(Segmentation mask data)
━━━━━━
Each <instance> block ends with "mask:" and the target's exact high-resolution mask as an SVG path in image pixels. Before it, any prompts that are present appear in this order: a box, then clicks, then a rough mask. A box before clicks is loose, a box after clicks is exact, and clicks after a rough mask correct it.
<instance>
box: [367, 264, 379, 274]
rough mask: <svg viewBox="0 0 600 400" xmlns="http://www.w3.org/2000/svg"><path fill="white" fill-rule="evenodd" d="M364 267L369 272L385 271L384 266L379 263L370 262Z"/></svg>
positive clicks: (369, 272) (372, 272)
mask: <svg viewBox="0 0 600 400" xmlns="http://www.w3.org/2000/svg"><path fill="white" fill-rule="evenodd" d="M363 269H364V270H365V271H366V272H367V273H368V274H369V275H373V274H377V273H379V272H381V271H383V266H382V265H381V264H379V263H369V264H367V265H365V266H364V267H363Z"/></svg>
━━━━━━
● **Work instruction**
The records above need to be retyped exactly.

● **Task result**
Each <instance> block ends with "mask:" and the target's exact high-resolution mask as an SVG path in image pixels. Before it, any prompts that are present appear in this order: a box, then clicks, then a rough mask. A box before clicks is loose, a box after clicks is exact, and clicks after a rough mask correct it.
<instance>
box: [367, 264, 379, 274]
rough mask: <svg viewBox="0 0 600 400" xmlns="http://www.w3.org/2000/svg"><path fill="white" fill-rule="evenodd" d="M364 267L369 272L385 271L384 266L379 263L370 262Z"/></svg>
positive clicks: (369, 272) (372, 272)
mask: <svg viewBox="0 0 600 400" xmlns="http://www.w3.org/2000/svg"><path fill="white" fill-rule="evenodd" d="M363 269H364V270H365V271H366V272H367V273H368V274H369V275H373V274H377V273H379V272H381V271H383V266H382V265H381V264H379V263H369V264H367V265H365V266H364V267H363Z"/></svg>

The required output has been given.